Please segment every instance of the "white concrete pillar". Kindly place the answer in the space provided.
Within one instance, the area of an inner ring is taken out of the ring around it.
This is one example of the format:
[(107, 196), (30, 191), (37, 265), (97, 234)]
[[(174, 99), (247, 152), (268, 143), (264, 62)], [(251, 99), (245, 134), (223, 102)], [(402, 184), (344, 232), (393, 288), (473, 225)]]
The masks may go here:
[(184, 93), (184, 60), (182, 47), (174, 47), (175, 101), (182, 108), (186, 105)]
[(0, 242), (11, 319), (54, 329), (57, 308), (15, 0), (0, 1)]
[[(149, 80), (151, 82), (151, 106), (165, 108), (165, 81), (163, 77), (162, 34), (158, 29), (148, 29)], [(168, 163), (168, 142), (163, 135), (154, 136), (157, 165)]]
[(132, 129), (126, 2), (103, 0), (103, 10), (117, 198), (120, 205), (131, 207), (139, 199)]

TASK DETAILS >>
Given the records above, reproduce precisely and only the lines between the line holding "Within one instance, the" and the line holding "288), (473, 225)]]", inclusive.

ANSWER TO THIS EXERCISE >>
Within one instance, the area of an inner ring is taken out of the ring around it.
This is one example of the format:
[(107, 196), (30, 191), (37, 265), (97, 234)]
[[(174, 99), (247, 152), (268, 143), (264, 62)], [(251, 99), (245, 134), (223, 102)], [(402, 184), (344, 232), (393, 288), (473, 225)]]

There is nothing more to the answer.